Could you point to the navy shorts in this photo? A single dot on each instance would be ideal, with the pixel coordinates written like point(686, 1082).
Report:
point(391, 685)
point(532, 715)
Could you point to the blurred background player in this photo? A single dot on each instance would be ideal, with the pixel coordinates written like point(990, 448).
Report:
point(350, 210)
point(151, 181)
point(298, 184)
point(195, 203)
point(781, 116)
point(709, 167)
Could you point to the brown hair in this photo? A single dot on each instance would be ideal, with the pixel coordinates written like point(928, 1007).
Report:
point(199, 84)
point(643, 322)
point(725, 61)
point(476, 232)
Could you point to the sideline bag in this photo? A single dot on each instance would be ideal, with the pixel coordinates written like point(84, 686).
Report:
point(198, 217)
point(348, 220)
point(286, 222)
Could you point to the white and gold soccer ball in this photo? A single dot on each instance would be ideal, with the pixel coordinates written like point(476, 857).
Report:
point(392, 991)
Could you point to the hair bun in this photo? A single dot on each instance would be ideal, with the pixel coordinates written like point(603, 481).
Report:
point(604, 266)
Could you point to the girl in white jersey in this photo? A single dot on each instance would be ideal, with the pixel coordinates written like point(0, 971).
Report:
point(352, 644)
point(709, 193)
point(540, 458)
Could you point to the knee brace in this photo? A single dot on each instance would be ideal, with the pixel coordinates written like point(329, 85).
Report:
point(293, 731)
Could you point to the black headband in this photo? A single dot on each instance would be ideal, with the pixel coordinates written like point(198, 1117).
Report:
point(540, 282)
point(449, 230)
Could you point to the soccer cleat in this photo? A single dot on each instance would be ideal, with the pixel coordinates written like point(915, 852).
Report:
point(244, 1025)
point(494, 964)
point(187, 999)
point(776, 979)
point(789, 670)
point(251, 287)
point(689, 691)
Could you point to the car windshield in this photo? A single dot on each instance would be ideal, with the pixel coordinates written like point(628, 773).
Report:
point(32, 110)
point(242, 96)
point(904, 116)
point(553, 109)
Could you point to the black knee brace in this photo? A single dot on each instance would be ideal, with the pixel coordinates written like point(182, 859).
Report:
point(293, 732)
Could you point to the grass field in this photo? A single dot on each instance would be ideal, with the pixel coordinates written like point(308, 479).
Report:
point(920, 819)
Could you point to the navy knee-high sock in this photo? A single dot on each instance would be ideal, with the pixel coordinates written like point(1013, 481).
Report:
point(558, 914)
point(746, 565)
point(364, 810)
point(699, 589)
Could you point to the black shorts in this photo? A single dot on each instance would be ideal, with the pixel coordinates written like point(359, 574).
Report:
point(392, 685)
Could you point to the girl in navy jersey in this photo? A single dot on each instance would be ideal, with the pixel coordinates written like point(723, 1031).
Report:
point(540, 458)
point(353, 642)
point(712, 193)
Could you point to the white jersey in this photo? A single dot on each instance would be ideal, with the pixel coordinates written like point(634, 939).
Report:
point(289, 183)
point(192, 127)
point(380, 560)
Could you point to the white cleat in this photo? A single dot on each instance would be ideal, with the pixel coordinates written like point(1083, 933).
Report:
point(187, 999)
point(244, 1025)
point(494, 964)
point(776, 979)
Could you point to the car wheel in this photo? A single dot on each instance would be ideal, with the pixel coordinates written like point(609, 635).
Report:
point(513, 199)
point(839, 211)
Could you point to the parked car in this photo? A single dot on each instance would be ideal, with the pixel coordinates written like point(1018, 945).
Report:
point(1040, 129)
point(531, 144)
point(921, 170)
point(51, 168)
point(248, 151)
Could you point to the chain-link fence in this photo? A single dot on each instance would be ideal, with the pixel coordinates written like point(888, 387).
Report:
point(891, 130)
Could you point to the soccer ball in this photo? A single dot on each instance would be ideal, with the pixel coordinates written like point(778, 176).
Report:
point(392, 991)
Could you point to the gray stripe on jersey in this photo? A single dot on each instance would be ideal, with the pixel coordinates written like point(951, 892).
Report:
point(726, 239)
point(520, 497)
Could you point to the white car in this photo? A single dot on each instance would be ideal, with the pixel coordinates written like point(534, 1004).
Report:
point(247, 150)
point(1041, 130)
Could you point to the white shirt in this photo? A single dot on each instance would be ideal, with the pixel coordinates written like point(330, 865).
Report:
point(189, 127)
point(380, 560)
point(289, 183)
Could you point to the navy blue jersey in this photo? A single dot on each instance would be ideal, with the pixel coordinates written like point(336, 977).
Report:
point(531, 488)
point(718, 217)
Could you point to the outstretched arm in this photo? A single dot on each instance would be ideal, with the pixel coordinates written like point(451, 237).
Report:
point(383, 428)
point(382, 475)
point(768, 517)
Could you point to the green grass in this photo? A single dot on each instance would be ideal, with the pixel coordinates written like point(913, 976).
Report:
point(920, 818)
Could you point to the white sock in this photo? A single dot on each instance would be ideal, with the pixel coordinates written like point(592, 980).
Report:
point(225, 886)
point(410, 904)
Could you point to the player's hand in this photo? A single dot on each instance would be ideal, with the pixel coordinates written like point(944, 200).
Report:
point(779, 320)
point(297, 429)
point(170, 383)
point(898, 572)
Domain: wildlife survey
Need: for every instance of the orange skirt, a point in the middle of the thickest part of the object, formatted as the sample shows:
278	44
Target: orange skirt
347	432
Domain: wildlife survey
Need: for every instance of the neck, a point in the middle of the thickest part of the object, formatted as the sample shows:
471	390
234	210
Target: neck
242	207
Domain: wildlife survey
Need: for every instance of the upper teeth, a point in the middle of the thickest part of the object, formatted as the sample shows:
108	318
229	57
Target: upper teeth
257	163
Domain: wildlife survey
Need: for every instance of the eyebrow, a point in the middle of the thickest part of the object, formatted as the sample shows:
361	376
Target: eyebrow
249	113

**What you are asked to do**
Put every line of the listing above into a JSON list of strings, one string per line, leaving out blank lines.

**Response**
[
  "Could you point to the navy shorts in this photo? A single dot on each instance would be ideal, with the pixel coordinates written like point(686, 1082).",
  "Report:",
  "point(391, 685)",
  "point(532, 715)",
  "Could you point to the blurred background player in this photo? A single dot on each instance would be ideal, with the pixel coordinates written like point(990, 448).",
  "Report:",
  "point(350, 210)",
  "point(151, 181)",
  "point(298, 184)",
  "point(195, 203)",
  "point(781, 116)",
  "point(709, 167)",
  "Could you point to the brown hair in this photo? A single dot on each instance would be ideal, with the pixel coordinates written like point(928, 1007).",
  "Report:",
  "point(199, 84)",
  "point(643, 322)",
  "point(725, 61)",
  "point(476, 232)",
  "Could you point to the sideline bag in this photo? A single dot on each instance would be ideal, with the pixel coordinates written like point(84, 686).",
  "Report:",
  "point(198, 217)",
  "point(348, 220)",
  "point(286, 222)",
  "Could you point to the white and gold soccer ball in this photo? A single dot on each instance would be ideal, with the pixel coordinates written like point(476, 857).",
  "Report:",
  "point(392, 991)",
  "Could you point to the hair bun in this photo? A single dot on each instance would be ideal, with the pixel coordinates written like point(603, 481).",
  "Report:",
  "point(604, 266)",
  "Could you point to the girl in white jersey in this photo? A single dot on each instance would be ideal, with the pixel coordinates written like point(0, 971).",
  "Report:",
  "point(352, 644)",
  "point(709, 193)",
  "point(540, 458)",
  "Could you point to the knee brace in this photo? A single dot on each instance would be ideal, with the pixel coordinates written like point(329, 85).",
  "Report:",
  "point(293, 731)",
  "Could you point to the black headband in this photo? A single dot on each instance would be ideal, with the pixel coordinates written like point(198, 1117).",
  "Report:",
  "point(540, 282)",
  "point(449, 230)",
  "Could you point to the soccer cleat in this photo? A single dot on each instance would be ideal, with the pixel coordinates written like point(915, 852).",
  "Report:",
  "point(244, 1025)",
  "point(494, 964)",
  "point(187, 999)",
  "point(776, 979)",
  "point(789, 670)",
  "point(251, 287)",
  "point(689, 691)",
  "Could you point to the car windshield in this photo? A single dot on each instance would be ideal, with the pixel coordinates written like point(628, 773).",
  "Report:",
  "point(32, 110)",
  "point(242, 96)",
  "point(904, 116)",
  "point(553, 109)",
  "Could you point to the black knee brace in this photo? A single dot on each instance would be ideal, with the pixel coordinates written like point(182, 859).",
  "Report:",
  "point(293, 732)",
  "Could you point to the grass field in this photo? A single dot on each instance would be ideal, with the pixel coordinates written like point(308, 479).",
  "Report:",
  "point(920, 819)",
  "Could you point to the navy knee-high sock in this photo? A single dot on each instance would be ideal, with the pixel coordinates written like point(1013, 481).",
  "Report:",
  "point(558, 914)",
  "point(746, 565)",
  "point(364, 810)",
  "point(699, 589)",
  "Could you point to the black shorts in this photo? A single dot on each instance would be ideal, with the pixel coordinates written like point(359, 574).",
  "Report:",
  "point(392, 685)",
  "Could you point to the girl in navy jersey in this photo? A single dot on each instance would be ideal, with the pixel coordinates written like point(723, 1031).",
  "Report:",
  "point(540, 458)",
  "point(353, 642)",
  "point(712, 193)",
  "Could you point to the white jersey in this photo? A single dot on each instance would be ideal, with the pixel coordinates written like point(634, 939).",
  "Report:",
  "point(289, 183)",
  "point(192, 127)",
  "point(380, 560)",
  "Could you point to the white cleat in this photo? A single dot on each instance would be ideal, with the pixel coordinates written like point(1083, 933).",
  "Report:",
  "point(187, 999)",
  "point(244, 1025)",
  "point(494, 964)",
  "point(776, 979)",
  "Could you point to the car wheel in this photo? A single dot on each instance would be ideal, with the pixel coordinates written like point(609, 635).",
  "Report:",
  "point(513, 199)",
  "point(839, 211)",
  "Could you point to the parked car in this photo? A single dot on each instance would be ideal, with the pixel coordinates written like point(1018, 945).",
  "Report:",
  "point(1040, 129)",
  "point(531, 144)",
  "point(921, 170)",
  "point(51, 168)",
  "point(248, 151)",
  "Could you point to the chain-link fence in this photo? A single dot on each instance would be ideal, with the pixel coordinates written like point(888, 387).",
  "Report:",
  "point(891, 130)",
  "Could you point to the soccer ball in this photo? A single dot on each instance would be ideal, with the pixel coordinates written like point(778, 176).",
  "Report:",
  "point(392, 991)",
  "Could you point to the gray stripe on jersey in this photo? A single dot on each instance would be ideal, with the pixel coordinates written like point(951, 892).",
  "Report:",
  "point(726, 239)",
  "point(520, 497)",
  "Could you point to the white car in this photo? A single dot on each instance would be ideal, with the pixel coordinates written like point(534, 1004).",
  "Report:",
  "point(247, 150)",
  "point(1041, 130)",
  "Could you point to the white shirt in this photo? A single dot on each instance would be ideal, with the pixel coordinates written like point(330, 865).",
  "Report:",
  "point(189, 127)",
  "point(380, 560)",
  "point(289, 183)",
  "Could you point to the navy blue jersey in this photo? A single dot on each instance would be ideal, with the pixel coordinates written like point(336, 977).",
  "Report:",
  "point(531, 488)",
  "point(718, 217)",
  "Could you point to the outstretched arm in this photo? A single dot on each instance would be ideal, with the pixel coordinates written like point(451, 237).",
  "Report:",
  "point(383, 428)",
  "point(382, 475)",
  "point(768, 517)",
  "Could you point to the green grass in this photo? A single dot on each instance would be ideal, with the pixel coordinates written like point(913, 976).",
  "Report:",
  "point(920, 818)",
  "Could you point to the white sock in this photo? A single dot on each instance would be ideal, with the pixel coordinates written like point(592, 980).",
  "Report:",
  "point(225, 886)",
  "point(410, 904)",
  "Could you point to the player's hand in this photo? A single dot on each instance would be ideal, with the pixel coordinates written like point(944, 200).",
  "Report:",
  "point(779, 320)",
  "point(297, 429)",
  "point(170, 383)",
  "point(898, 572)",
  "Domain: wildlife survey",
  "Need: for every instance of the orange skirt, a point in the middle of the thickest part of the object, formatted as the sample shows:",
  "278\t44",
  "Target: orange skirt",
  "347\t432",
  "Domain: wildlife survey",
  "Need: for every instance of the neck, a point in the middle of the thickest part of the object, formatted as the sample shows:",
  "471\t390",
  "234\t210",
  "Target: neck",
  "242\t207",
  "Domain: wildlife survey",
  "Need: for every instance of the upper teeth, a point in the middle of the thickest part of the object, formatted as the sample shows:",
  "108\t318",
  "229\t57",
  "Target: upper teeth",
  "257\t163",
  "Domain: wildlife survey",
  "Need: for every instance of the eyebrow, a point in the middle of the thickest part of the object, formatted as the sample shows:",
  "361\t376",
  "Target: eyebrow",
  "249\t113"
]